[Rows of box annotation data]

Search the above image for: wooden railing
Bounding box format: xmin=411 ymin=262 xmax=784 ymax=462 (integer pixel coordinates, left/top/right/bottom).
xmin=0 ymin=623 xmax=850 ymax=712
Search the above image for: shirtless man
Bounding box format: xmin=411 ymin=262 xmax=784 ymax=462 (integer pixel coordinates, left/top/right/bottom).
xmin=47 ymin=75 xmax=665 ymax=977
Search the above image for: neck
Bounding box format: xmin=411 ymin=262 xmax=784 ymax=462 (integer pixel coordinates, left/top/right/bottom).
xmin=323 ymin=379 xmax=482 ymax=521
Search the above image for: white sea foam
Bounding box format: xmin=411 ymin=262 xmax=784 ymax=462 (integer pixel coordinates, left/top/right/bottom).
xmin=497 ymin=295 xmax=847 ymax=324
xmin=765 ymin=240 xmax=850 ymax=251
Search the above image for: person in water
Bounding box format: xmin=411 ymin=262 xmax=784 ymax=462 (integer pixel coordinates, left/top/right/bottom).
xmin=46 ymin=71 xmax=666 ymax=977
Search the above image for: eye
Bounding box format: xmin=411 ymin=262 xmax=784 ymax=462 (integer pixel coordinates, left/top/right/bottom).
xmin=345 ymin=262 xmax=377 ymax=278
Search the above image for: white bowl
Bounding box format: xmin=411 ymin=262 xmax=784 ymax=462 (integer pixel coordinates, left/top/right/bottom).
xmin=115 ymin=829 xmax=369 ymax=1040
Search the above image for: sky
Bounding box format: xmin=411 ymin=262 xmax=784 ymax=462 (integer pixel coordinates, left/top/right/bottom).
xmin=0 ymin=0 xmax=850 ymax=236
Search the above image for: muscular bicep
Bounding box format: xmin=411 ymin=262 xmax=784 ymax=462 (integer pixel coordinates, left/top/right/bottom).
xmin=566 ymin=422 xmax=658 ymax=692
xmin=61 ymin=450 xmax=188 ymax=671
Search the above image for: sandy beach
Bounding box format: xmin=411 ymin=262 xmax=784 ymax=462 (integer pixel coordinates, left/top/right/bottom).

> The problem: Change every "integer pixel coordinates" in these lines to "whole-number pixel positions", and keep everything else the same.

> Correct answer:
Search the above image for: wooden railing
Bounding box format: xmin=411 ymin=262 xmax=784 ymax=462 (whole-number pixel positions, left/top/right/bottom).
xmin=0 ymin=623 xmax=850 ymax=712
Search the above image for: shirtless man
Bounding box format: xmin=411 ymin=262 xmax=784 ymax=462 (whole-number pixel positions, left/top/right/bottom).
xmin=47 ymin=75 xmax=665 ymax=977
Search the above image for: neck
Bounding box format: xmin=411 ymin=262 xmax=784 ymax=462 (whole-number pixel positions, left/top/right/bottom).
xmin=323 ymin=379 xmax=482 ymax=521
Search the above image for: white sea foam
Bounding box format: xmin=411 ymin=262 xmax=784 ymax=462 (whole-number pixel positions, left/top/right/bottom).
xmin=497 ymin=295 xmax=847 ymax=324
xmin=765 ymin=240 xmax=850 ymax=251
Search the above image for: person in water
Bounding box format: xmin=411 ymin=262 xmax=784 ymax=462 (whole-number pixel positions, left/top/right/bottom).
xmin=46 ymin=71 xmax=666 ymax=977
Search the above image for: eye
Bounding box format: xmin=411 ymin=262 xmax=784 ymax=462 (whole-number pixel positions, left/top/right/bottom).
xmin=345 ymin=262 xmax=377 ymax=278
Search the above image for: white bowl
Bounding box format: xmin=411 ymin=262 xmax=784 ymax=462 (whole-number pixel positions, left/top/right/bottom).
xmin=115 ymin=829 xmax=369 ymax=1040
Search the above image for: sky
Bounding box format: xmin=411 ymin=262 xmax=784 ymax=462 (whole-number pixel positions, left/top/right/bottom).
xmin=0 ymin=0 xmax=850 ymax=236
Search the above image for: muscular bicep
Bounding box format: xmin=411 ymin=262 xmax=784 ymax=462 (whole-number pixel positions, left/top/right/bottom).
xmin=566 ymin=422 xmax=658 ymax=692
xmin=61 ymin=450 xmax=188 ymax=671
Search the above image for: sandy beach
Bounding box format: xmin=411 ymin=262 xmax=784 ymax=462 (whole-number pixel positions, left/top/right/bottom).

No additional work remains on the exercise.